* **PROBLEM DETAILS**: Reproduce the lines of the listing from the line containing "Test yourself! Look at the image and find the green" up to and including the line containing "[561,583,735,864]", word for word.

Data items:
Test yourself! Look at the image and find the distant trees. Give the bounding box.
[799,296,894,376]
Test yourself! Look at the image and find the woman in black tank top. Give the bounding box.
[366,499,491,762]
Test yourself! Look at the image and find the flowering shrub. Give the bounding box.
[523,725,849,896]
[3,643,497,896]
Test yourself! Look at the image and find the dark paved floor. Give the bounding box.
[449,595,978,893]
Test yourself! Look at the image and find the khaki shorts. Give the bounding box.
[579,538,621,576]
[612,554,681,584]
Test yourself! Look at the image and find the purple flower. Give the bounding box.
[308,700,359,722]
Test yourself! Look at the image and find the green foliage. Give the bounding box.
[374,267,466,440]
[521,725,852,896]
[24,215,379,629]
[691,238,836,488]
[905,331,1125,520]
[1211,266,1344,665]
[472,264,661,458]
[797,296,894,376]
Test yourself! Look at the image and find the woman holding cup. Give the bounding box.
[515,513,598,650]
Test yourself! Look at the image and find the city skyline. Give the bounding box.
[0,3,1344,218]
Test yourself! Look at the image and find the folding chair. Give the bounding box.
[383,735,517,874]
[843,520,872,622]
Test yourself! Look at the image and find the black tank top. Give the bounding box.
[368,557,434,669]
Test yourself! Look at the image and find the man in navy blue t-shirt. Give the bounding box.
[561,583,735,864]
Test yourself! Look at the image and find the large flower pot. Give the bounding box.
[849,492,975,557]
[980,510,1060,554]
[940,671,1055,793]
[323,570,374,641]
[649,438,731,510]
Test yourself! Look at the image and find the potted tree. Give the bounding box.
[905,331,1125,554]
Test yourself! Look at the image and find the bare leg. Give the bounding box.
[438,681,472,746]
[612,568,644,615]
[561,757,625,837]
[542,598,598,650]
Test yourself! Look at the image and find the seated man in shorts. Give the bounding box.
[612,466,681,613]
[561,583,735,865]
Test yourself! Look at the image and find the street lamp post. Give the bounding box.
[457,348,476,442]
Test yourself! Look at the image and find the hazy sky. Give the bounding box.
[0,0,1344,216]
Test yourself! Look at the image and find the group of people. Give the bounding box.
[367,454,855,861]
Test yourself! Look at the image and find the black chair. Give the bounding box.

* **RESPONSE BELOW**:
Test yourself! Look at the image and find the green foliage. Give the bounding box.
[374,267,466,440]
[521,725,852,896]
[24,215,379,629]
[691,238,836,488]
[905,331,1125,520]
[1211,266,1344,665]
[472,264,661,458]
[797,296,894,376]
Test yourself! Look at the image and find the woman holding cup. Give the bounding box.
[515,513,598,650]
Test yourself! Look at the image and find the city skyline. Give the bounding box.
[0,3,1344,218]
Test yourself! Look at the image and find the folding chair. Give the bounding box.
[383,735,517,874]
[843,520,872,622]
Test yourself! Look at the image and find the black tank top. Give the bounding box.
[368,557,434,669]
Test yourself! Look at the image and find the man in navy blue t-shirt. Give the bounding box.
[561,583,735,864]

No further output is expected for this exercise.